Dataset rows

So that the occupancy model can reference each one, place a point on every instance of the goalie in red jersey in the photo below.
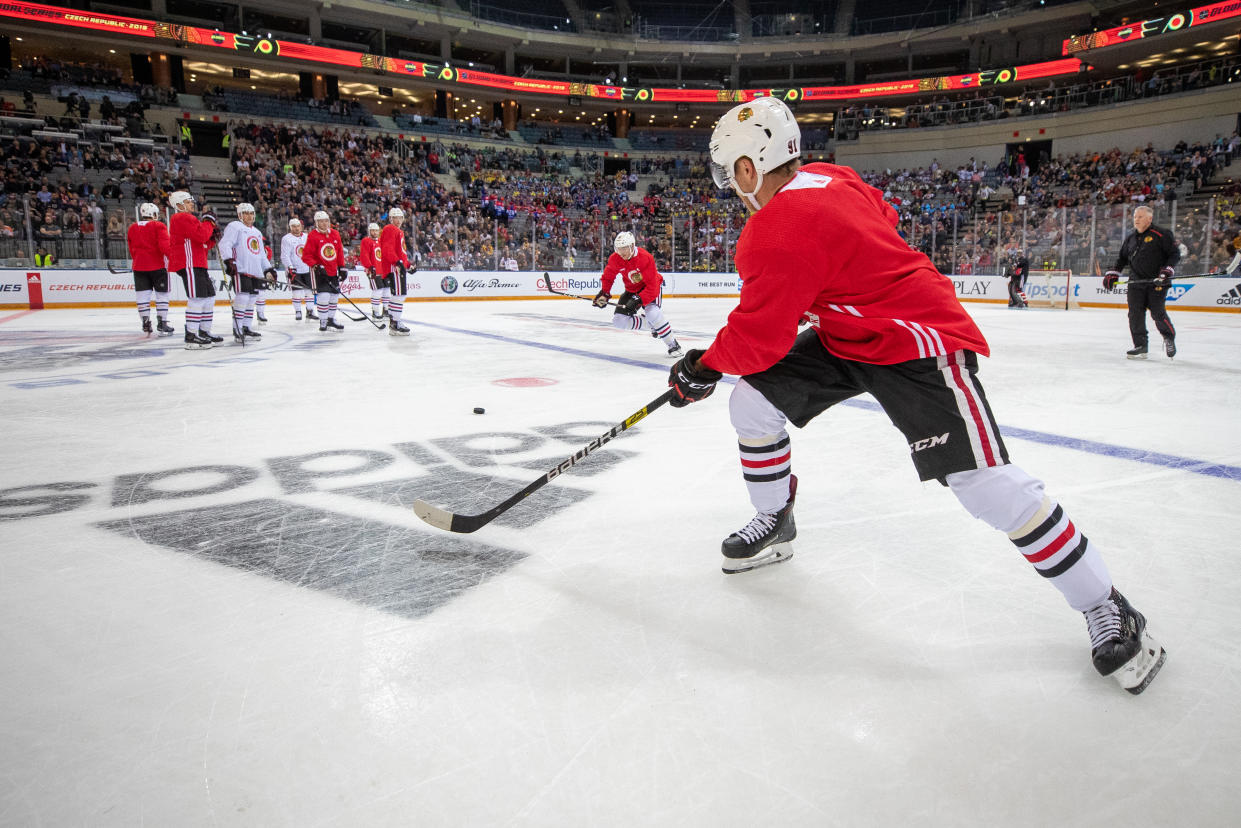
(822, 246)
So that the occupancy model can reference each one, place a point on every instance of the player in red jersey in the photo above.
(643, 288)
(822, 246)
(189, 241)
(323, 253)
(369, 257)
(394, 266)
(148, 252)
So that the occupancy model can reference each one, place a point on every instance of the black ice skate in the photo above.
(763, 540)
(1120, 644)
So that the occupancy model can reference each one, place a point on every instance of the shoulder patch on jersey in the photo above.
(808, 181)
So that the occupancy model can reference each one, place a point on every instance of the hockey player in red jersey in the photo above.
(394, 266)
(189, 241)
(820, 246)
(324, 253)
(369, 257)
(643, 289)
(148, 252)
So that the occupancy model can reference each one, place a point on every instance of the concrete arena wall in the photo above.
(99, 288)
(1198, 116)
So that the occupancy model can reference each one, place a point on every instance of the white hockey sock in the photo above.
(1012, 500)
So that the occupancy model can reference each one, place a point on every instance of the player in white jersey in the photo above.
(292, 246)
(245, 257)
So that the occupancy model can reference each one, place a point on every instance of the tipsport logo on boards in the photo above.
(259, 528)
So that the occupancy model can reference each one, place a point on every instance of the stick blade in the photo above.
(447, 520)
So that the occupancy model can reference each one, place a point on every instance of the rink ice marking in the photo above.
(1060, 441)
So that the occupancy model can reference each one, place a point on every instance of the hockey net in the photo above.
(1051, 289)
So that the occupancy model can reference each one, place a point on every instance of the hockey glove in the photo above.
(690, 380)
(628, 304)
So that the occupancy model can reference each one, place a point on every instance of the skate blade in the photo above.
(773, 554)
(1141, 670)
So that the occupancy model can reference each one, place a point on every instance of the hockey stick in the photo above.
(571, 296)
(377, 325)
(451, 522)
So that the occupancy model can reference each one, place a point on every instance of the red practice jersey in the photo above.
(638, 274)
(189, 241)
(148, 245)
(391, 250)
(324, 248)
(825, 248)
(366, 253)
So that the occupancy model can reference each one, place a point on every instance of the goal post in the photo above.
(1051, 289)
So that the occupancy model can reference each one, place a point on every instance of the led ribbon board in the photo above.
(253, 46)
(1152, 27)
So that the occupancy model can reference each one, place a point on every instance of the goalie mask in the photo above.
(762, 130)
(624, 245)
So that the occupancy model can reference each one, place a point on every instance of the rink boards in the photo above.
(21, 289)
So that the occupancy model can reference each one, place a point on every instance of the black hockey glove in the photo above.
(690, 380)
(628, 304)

...

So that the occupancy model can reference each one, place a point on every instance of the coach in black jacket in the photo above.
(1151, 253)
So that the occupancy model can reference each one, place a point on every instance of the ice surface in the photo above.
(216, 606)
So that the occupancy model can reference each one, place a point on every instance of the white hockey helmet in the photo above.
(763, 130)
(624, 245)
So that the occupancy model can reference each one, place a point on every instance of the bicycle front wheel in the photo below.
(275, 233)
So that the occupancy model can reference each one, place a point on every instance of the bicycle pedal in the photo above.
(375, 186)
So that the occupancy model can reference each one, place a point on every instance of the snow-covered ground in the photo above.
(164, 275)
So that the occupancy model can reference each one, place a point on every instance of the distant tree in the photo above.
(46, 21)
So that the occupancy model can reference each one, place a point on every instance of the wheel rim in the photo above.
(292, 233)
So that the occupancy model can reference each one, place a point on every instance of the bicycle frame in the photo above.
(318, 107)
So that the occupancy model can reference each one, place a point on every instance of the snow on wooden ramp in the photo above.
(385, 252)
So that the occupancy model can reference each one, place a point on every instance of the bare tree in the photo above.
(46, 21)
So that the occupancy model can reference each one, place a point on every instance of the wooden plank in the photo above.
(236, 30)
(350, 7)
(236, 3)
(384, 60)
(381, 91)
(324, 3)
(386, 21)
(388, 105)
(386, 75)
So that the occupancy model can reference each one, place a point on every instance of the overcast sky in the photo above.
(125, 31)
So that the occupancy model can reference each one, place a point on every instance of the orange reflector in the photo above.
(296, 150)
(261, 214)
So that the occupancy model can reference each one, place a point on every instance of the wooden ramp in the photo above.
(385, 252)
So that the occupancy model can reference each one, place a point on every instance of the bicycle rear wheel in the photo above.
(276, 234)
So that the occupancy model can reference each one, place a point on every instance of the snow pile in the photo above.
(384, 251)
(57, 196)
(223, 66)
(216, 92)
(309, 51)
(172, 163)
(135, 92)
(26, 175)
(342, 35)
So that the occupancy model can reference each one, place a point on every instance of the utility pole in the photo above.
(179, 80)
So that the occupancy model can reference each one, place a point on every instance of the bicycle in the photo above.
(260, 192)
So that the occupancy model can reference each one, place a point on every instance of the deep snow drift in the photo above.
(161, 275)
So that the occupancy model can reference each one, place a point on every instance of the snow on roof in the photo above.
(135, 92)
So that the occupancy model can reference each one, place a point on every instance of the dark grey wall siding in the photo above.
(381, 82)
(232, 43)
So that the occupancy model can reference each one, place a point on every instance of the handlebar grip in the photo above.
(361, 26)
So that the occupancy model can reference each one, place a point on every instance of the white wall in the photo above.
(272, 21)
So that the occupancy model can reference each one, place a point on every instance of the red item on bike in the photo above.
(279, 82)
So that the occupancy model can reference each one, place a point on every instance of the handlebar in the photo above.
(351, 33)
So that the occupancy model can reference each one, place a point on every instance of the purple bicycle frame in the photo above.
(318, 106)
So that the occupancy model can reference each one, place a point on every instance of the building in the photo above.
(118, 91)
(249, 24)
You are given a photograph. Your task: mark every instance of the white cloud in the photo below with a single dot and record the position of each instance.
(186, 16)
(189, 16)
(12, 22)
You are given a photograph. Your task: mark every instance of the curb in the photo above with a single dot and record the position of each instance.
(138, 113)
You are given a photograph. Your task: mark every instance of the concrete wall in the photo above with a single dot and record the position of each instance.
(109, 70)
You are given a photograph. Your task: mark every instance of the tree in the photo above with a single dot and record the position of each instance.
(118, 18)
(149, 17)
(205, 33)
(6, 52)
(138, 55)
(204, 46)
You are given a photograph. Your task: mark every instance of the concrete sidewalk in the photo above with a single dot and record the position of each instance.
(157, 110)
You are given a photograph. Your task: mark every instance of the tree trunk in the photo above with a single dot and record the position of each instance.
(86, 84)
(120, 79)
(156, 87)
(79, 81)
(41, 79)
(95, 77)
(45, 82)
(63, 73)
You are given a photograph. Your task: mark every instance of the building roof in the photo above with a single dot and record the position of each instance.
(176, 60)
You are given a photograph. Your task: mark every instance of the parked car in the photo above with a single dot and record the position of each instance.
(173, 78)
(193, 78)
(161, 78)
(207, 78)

■ YOUR INSTRUCTIONS: Report how many lines of the listing contain the string "wooden", with case counting. Give only the number.

■ FINAL RESULT: 3